__REQUIRED WORK__
Tell how many lines of the data include the word "dispenser". Nothing but the number belongs in the answer.

__Saved entries__
★ ★ ★ ★ ★
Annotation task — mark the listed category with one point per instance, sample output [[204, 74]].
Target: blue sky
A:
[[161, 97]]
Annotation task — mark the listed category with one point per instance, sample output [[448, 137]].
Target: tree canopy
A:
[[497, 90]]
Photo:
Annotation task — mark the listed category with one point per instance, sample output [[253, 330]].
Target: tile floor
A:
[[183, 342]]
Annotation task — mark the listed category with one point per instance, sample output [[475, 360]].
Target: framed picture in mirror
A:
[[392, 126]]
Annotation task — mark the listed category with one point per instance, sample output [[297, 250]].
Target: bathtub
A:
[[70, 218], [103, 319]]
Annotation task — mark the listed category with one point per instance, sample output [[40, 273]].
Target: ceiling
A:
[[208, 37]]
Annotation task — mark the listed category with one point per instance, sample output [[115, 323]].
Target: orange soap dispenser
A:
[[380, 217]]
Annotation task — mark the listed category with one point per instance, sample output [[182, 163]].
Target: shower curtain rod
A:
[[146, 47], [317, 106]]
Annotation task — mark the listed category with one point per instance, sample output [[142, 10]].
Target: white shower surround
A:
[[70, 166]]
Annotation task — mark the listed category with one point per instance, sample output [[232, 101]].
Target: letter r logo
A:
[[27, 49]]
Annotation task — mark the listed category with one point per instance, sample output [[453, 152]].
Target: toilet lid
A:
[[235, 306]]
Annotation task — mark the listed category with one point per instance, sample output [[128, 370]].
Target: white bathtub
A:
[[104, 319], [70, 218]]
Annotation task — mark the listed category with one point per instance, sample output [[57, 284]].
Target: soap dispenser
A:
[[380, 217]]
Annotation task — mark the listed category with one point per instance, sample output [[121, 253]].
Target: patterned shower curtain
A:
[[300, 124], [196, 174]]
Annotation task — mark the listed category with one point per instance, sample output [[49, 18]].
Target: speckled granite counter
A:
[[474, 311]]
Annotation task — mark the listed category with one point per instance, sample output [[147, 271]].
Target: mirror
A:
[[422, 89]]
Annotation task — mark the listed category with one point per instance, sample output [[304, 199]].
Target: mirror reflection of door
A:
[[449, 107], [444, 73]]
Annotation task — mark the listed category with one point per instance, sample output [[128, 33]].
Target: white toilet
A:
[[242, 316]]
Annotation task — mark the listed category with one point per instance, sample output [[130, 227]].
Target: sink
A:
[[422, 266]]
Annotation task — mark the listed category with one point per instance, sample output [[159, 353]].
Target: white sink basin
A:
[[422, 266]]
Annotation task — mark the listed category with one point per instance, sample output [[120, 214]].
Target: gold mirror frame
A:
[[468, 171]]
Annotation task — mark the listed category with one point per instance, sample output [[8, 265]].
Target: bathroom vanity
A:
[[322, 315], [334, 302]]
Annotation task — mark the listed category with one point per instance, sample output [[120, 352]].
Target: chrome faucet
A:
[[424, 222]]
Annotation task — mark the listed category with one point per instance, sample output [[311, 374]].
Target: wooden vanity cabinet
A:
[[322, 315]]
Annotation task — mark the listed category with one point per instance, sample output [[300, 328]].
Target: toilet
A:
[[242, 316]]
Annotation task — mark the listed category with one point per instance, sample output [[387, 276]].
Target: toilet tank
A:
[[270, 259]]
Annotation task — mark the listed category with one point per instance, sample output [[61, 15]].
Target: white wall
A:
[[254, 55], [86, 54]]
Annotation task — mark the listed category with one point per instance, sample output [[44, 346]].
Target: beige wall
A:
★ ★ ★ ★ ★
__WORKED SOLUTION__
2